_AIM OF THE EXERCISE:_ Reproduce the data below word for word, line by line, from start to finish, but leave out the pictures.

_EXERCISE MATERIAL:_
================================
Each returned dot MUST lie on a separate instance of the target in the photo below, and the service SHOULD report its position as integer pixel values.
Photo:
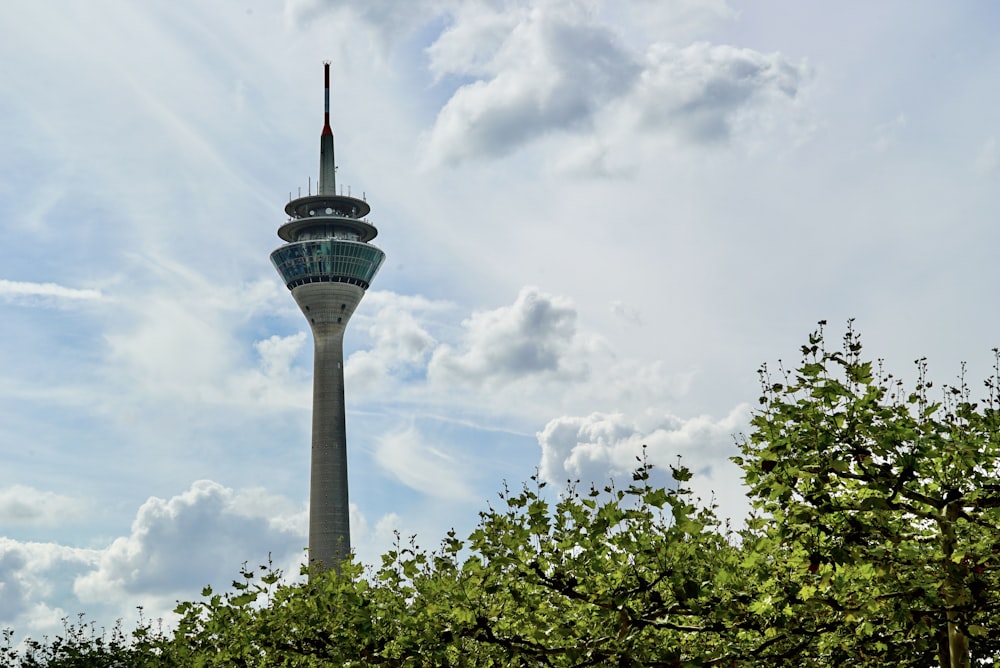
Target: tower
(327, 263)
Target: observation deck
(328, 242)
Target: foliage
(874, 541)
(884, 507)
(83, 645)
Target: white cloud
(401, 345)
(12, 290)
(603, 446)
(552, 72)
(704, 93)
(556, 67)
(198, 537)
(533, 337)
(33, 581)
(425, 468)
(21, 504)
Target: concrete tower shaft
(328, 264)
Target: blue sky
(600, 219)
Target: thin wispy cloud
(23, 290)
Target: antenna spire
(327, 165)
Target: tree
(874, 541)
(884, 506)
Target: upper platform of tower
(326, 214)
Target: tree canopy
(874, 540)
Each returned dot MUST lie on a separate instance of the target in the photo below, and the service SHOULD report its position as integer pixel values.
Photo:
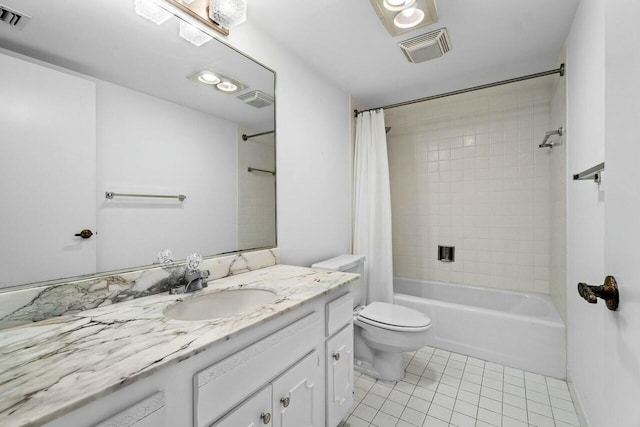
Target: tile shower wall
(466, 171)
(256, 192)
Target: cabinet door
(253, 412)
(339, 375)
(297, 399)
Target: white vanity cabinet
(255, 411)
(292, 400)
(148, 413)
(295, 370)
(339, 359)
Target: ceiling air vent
(256, 98)
(427, 46)
(13, 18)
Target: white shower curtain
(372, 216)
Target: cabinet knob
(85, 234)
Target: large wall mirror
(96, 99)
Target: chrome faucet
(194, 279)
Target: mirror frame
(180, 13)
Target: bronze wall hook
(608, 292)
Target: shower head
(549, 144)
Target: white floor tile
(365, 412)
(392, 408)
(489, 417)
(443, 389)
(418, 404)
(413, 417)
(434, 422)
(440, 412)
(490, 404)
(384, 420)
(461, 420)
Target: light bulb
(397, 5)
(408, 18)
(227, 86)
(192, 34)
(208, 78)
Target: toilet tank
(349, 264)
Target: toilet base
(386, 366)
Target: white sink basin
(220, 304)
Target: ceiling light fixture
(397, 5)
(408, 18)
(193, 35)
(217, 81)
(228, 13)
(150, 10)
(401, 16)
(208, 78)
(227, 86)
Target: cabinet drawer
(221, 386)
(148, 413)
(339, 313)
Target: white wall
(603, 226)
(585, 209)
(312, 153)
(558, 198)
(151, 146)
(621, 338)
(466, 171)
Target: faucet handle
(193, 261)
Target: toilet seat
(393, 317)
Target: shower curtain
(372, 210)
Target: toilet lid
(394, 317)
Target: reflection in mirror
(98, 99)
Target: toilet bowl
(383, 330)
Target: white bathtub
(515, 329)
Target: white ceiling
(345, 41)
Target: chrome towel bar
(111, 195)
(250, 169)
(591, 173)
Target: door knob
(85, 234)
(608, 292)
(265, 417)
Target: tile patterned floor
(444, 389)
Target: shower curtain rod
(246, 137)
(559, 70)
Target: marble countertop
(50, 368)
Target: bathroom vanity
(287, 363)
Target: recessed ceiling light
(150, 10)
(397, 5)
(388, 10)
(227, 86)
(408, 18)
(208, 78)
(193, 34)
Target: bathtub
(515, 329)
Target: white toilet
(383, 331)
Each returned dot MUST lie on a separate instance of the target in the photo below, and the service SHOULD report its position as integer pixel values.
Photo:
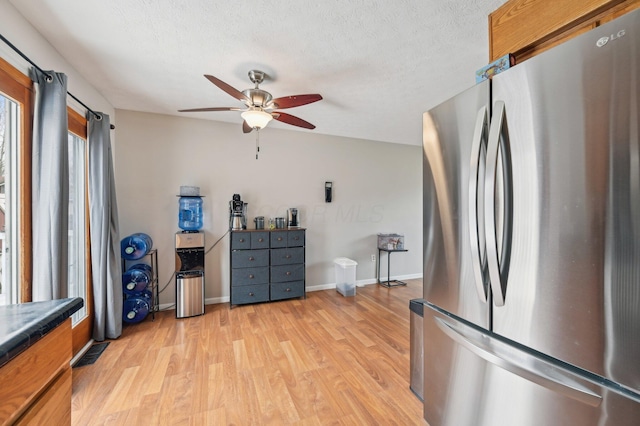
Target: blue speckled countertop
(24, 324)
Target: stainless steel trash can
(416, 355)
(189, 294)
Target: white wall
(28, 40)
(377, 188)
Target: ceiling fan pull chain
(257, 142)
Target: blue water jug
(136, 308)
(136, 279)
(135, 246)
(190, 213)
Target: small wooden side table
(389, 283)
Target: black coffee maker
(237, 213)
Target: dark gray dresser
(267, 265)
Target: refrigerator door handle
(498, 152)
(528, 365)
(476, 232)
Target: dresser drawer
(259, 240)
(250, 276)
(288, 256)
(285, 273)
(278, 239)
(240, 240)
(249, 258)
(288, 290)
(249, 294)
(295, 239)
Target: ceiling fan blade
(230, 90)
(297, 100)
(210, 109)
(291, 119)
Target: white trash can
(345, 276)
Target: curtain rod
(26, 58)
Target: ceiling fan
(260, 104)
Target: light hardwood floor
(322, 360)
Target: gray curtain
(50, 186)
(105, 239)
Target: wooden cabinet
(525, 28)
(267, 265)
(35, 386)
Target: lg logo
(604, 40)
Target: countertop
(24, 324)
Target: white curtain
(50, 186)
(105, 239)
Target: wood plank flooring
(322, 360)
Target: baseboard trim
(319, 287)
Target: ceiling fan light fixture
(256, 119)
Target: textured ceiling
(378, 63)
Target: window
(15, 185)
(77, 222)
(9, 143)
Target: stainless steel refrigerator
(532, 241)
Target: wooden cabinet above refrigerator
(526, 28)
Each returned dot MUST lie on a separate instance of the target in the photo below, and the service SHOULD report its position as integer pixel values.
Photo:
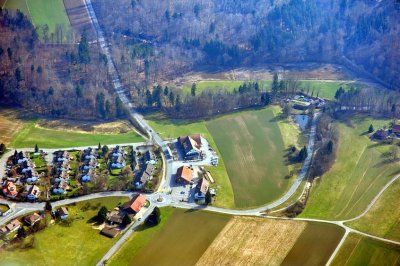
================================
_RESULT:_
Each returned dot MUST lie on a separate instance of the target in the photo below, and the service SHOULD report its position as integer pixel values.
Photo:
Target: tower
(327, 263)
Target: observation deck
(328, 242)
Target: foliage
(874, 541)
(884, 507)
(83, 645)
Target: white cloud
(401, 345)
(12, 290)
(603, 446)
(552, 72)
(704, 93)
(556, 67)
(198, 537)
(533, 337)
(33, 581)
(425, 468)
(21, 504)
Target: concrete tower shaft
(328, 264)
Target: blue sky
(600, 219)
Target: thin wispy cloud
(23, 290)
Target: antenna spire
(327, 165)
Target: tree
(874, 541)
(884, 506)
Target: upper platform of tower
(326, 214)
Target: tree canopy
(874, 540)
Each returned dot MUST lie on a separate instance of the target in the photo below, and the service SHOULD report its position as integer pixel values.
Photo:
Target: tile shower wall
(466, 171)
(256, 192)
Target: cabinet door
(253, 412)
(339, 375)
(297, 399)
Target: white vanity cabinet
(255, 411)
(292, 400)
(148, 413)
(295, 370)
(339, 359)
Target: ceiling air vent
(256, 98)
(427, 46)
(13, 18)
Target: white shower curtain
(372, 216)
Target: cabinet knob
(85, 234)
Target: large wall mirror
(96, 99)
Target: chrome faucet
(194, 279)
Target: mirror frame
(180, 13)
Target: bronze wall hook
(608, 292)
Target: shower head
(549, 144)
Target: white floor tile
(365, 412)
(392, 408)
(489, 417)
(443, 389)
(418, 404)
(413, 417)
(434, 422)
(440, 412)
(490, 404)
(384, 420)
(461, 420)
Target: light bulb
(397, 5)
(408, 18)
(227, 86)
(192, 34)
(208, 78)
Target: toilet tank
(349, 264)
Target: toilet base
(386, 366)
Target: white sink basin
(220, 304)
Target: ceiling light fixture
(397, 5)
(408, 18)
(193, 35)
(217, 81)
(228, 13)
(150, 10)
(401, 16)
(208, 78)
(227, 86)
Target: cabinet drawer
(221, 386)
(148, 413)
(339, 313)
Target: white wall
(603, 226)
(585, 209)
(312, 153)
(558, 198)
(151, 146)
(621, 338)
(466, 171)
Target: faucet handle
(193, 261)
Target: toilet seat
(393, 317)
Target: shower curtain
(372, 210)
Target: toilet lid
(394, 317)
Target: reflection in mirror
(98, 99)
Target: toilet bowl
(383, 330)
Target: white bathtub
(515, 329)
Target: white ceiling
(345, 41)
Target: chrome towel bar
(111, 195)
(250, 169)
(591, 173)
Target: door knob
(85, 234)
(608, 292)
(265, 417)
Target: tile patterned floor
(444, 389)
Target: shower curtain rod
(246, 137)
(559, 70)
Target: marble countertop
(50, 368)
Target: bathroom vanity
(287, 363)
Target: recessed ceiling light
(150, 10)
(397, 5)
(388, 10)
(227, 86)
(408, 18)
(208, 78)
(193, 34)
Target: bathtub
(515, 329)
Target: white toilet
(383, 331)
Each returned dot MUST lie on a separate instance of the target in the photo below, and the service SHOULD report its position as integer pixel values.
Photo:
Target: blue speckled countertop
(24, 324)
Target: stainless steel trash can
(416, 355)
(189, 294)
Target: white wall
(28, 40)
(377, 188)
Target: ceiling fan pull chain
(257, 142)
Target: blue water jug
(136, 308)
(136, 279)
(135, 246)
(190, 213)
Target: small wooden side table
(389, 283)
Target: black coffee maker
(237, 213)
Target: dark gray dresser
(267, 265)
Target: refrigerator door handle
(498, 152)
(528, 365)
(476, 232)
Target: dresser drawer
(259, 240)
(250, 276)
(288, 256)
(285, 273)
(278, 239)
(240, 240)
(249, 258)
(288, 290)
(249, 294)
(295, 239)
Target: ceiling fan blade
(230, 90)
(297, 100)
(210, 109)
(291, 119)
Target: white trash can
(345, 276)
Target: curtain rod
(26, 58)
Target: ceiling fan
(260, 104)
Target: light hardwood floor
(322, 360)
Target: gray curtain
(50, 186)
(105, 239)
Target: wooden cabinet
(525, 28)
(267, 265)
(35, 386)
Target: lg logo
(604, 40)
Target: countertop
(24, 324)
Target: white curtain
(50, 186)
(105, 239)
Target: wood plank flooring
(322, 360)
Target: baseboard trim
(319, 287)
Target: ceiling fan light fixture
(256, 119)
Target: textured ceiling
(378, 63)
Target: window
(15, 185)
(77, 222)
(9, 143)
Target: stainless steel refrigerator
(532, 241)
Target: wooden cabinet above refrigerator
(526, 28)
Each returned dot MUST lie on a separate instance of the target in the photo below, and the service SHOULD report its position as integer pixel values.
Photo:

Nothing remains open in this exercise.